+++ Supplied records

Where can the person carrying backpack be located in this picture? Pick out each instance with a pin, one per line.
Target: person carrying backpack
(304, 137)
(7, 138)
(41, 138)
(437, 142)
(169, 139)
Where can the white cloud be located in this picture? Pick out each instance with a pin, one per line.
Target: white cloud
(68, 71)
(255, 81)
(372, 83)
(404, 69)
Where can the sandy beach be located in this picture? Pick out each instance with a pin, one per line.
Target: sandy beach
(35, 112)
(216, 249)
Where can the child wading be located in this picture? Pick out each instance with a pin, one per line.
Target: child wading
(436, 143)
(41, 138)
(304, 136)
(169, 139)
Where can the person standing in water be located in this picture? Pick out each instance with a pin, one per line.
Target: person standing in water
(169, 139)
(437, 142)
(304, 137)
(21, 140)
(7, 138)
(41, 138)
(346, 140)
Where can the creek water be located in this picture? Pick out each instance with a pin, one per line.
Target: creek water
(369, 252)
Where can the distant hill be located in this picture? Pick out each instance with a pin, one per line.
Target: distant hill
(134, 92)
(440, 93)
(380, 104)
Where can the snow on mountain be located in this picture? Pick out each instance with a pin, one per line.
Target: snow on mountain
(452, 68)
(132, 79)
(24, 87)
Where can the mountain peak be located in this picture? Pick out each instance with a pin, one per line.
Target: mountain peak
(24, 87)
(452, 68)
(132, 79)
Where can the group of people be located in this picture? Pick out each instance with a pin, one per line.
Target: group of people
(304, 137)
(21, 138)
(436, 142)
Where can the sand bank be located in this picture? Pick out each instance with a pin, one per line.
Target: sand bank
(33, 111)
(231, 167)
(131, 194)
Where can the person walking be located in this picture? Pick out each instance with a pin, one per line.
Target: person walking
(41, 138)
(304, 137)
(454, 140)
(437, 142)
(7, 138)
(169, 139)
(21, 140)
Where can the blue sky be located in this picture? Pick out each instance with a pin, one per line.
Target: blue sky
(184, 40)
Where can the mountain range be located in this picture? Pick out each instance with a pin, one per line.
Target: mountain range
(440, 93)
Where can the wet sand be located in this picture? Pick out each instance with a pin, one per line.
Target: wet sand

++++++

Exercise instructions —
Give again, word for word, every line from the one holding "Where can the mountain range" to the end of the data.

Answer for this exercise —
Where can the mountain range be located in this picture? Pick out each instance with a pin, one per line.
Target: mountain range
(440, 93)
Where can the wet sand be located in this picture? Pick out each instance with a pin, one per line.
Target: wet sand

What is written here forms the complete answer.